### EXCERPT:
SAVAK and Growing Criticism of the Shah's Rule
A secret police force built to prevent another 1953 becomes a source of international embarrassment
Quick facts
- SAVAK founded
- 1957
- SAVAK members, per the shah
- c. 3,000 (mid-1970s)
- Political prisoners, per the shah
- 3,400-3,500 claimed
- Independent estimate of genuine political cases
- 100-150, per Tehran lawyers and academics
What happened
SAVAK, Iran's intelligence and security organization, was established in 1957 with American and Israeli assistance in the years after the 1953 coup, and grew into an organization the shah himself acknowledged had roughly 3,000 members by the mid-1970s, not counting informants paid on an ad hoc basis. A 1975 US Embassy cable reported the shah's own claim that Iran held between 3,400 and 3,500 political prisoners, while independent lawyers and academics in Tehran suggested a much smaller core of genuine political cases, illustrating how contested even basic facts about repression were at the time; the embassy itself wrote that it had no hard facts on torture, though it suspected harsh treatment was used against suspected terrorists. By the following year, publicity from dissident Iranian students and other critics about political arrests and SAVAK brutality had received widespread play in the US media, and the shah grew visibly irritated at Americans, from journalists to senators, repeatedly raising human rights questions in his own interviews.

### WRITTEN INSTRUCTION A:
Decide whether each statement agrees with the passage on SAVAK, answering yes or no and quoting the deciding words: (i) SAVAK was set up in 1957 with help from the United States and Israel; (ii) the US Embassy reported having hard facts on torture; (iii) the shah's figure of roughly 3,000 SAVAK members included informants paid on an ad hoc basis.

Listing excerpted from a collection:
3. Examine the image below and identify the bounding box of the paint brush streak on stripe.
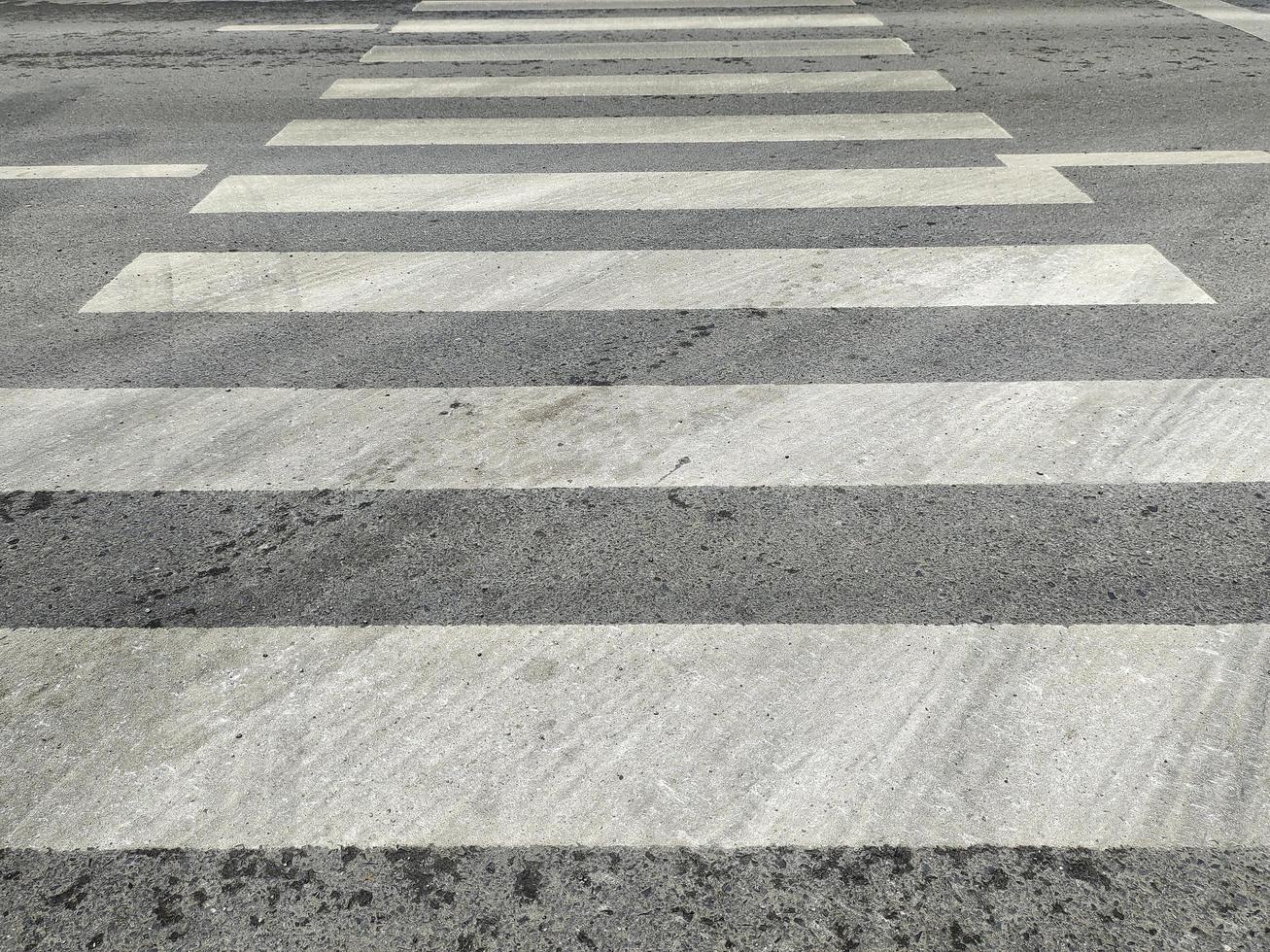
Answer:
[269,113,1010,146]
[0,625,1270,849]
[361,37,913,63]
[83,245,1212,312]
[193,166,1091,212]
[0,378,1270,492]
[322,70,954,99]
[393,13,882,33]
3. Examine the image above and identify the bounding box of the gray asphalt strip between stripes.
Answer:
[0,845,1270,952]
[0,484,1270,627]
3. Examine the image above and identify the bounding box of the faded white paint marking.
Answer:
[361,37,913,63]
[0,165,207,179]
[83,245,1198,314]
[322,70,955,99]
[0,625,1270,850]
[997,149,1270,167]
[269,113,1010,146]
[216,23,380,33]
[1162,0,1270,40]
[393,13,882,33]
[0,375,1270,492]
[414,0,856,6]
[193,166,1091,212]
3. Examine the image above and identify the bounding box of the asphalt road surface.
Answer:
[0,0,1270,952]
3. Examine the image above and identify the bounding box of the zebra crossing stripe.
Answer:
[413,0,856,13]
[0,165,207,179]
[0,378,1270,492]
[322,70,955,99]
[997,149,1270,167]
[0,627,1270,849]
[392,13,882,33]
[216,23,380,33]
[268,113,1011,146]
[360,37,913,63]
[83,245,1213,314]
[193,166,1091,214]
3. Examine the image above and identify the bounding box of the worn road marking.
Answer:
[1162,0,1270,40]
[83,245,1212,314]
[393,13,882,33]
[361,37,913,63]
[0,627,1270,849]
[0,378,1270,492]
[0,165,207,179]
[269,113,1011,146]
[193,166,1091,212]
[322,70,955,99]
[216,23,380,33]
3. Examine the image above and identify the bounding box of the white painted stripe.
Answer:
[216,23,380,33]
[361,37,913,63]
[414,0,856,6]
[83,245,1198,314]
[393,13,882,33]
[0,165,207,179]
[322,70,955,99]
[193,166,1091,212]
[997,149,1270,167]
[0,378,1270,492]
[1162,0,1270,40]
[0,625,1270,849]
[269,113,1010,146]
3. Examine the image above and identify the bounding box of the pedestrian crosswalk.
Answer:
[361,37,913,59]
[322,70,952,99]
[0,0,1270,947]
[269,112,1010,146]
[191,165,1092,214]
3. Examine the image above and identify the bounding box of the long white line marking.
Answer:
[216,23,380,33]
[0,625,1270,849]
[1162,0,1270,40]
[414,0,856,6]
[0,378,1270,492]
[393,13,882,33]
[0,165,207,179]
[269,113,1011,146]
[193,166,1091,212]
[322,70,955,99]
[361,37,913,63]
[997,149,1270,167]
[83,245,1212,314]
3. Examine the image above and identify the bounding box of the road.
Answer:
[0,0,1270,951]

### WRITTEN INSTRUCTION B:
Retype part of the listing without any change. Begin at the line of the listing that contains "the pedestrian crosswalk.", and stop after the end of the listing. Include both ends.

### OUTPUT A:
(i) Yes: "was established in 1957 with American and Israeli assistance"
(ii) No: "the embassy itself wrote that it had no hard facts on torture"
(iii) No: "not counting informants paid on an ad hoc basis"

### OUTPUT B:
3. Examine the image above and identify the bounding box of the pedestrian crosswalk.
Answer:
[361,37,913,59]
[322,70,952,99]
[0,0,1270,947]
[269,112,1010,146]
[191,165,1092,214]
3. Examine the image above and identify the bounding box of the long white line marking.
Answer:
[216,23,380,33]
[0,625,1270,849]
[1162,0,1270,40]
[414,0,856,6]
[0,378,1270,492]
[393,13,882,33]
[0,165,207,179]
[269,113,1011,146]
[193,166,1091,212]
[322,70,955,99]
[361,37,913,63]
[997,149,1270,167]
[83,245,1212,314]
3. Examine the image above and identify the bounding box of the road.
Answer:
[0,0,1270,951]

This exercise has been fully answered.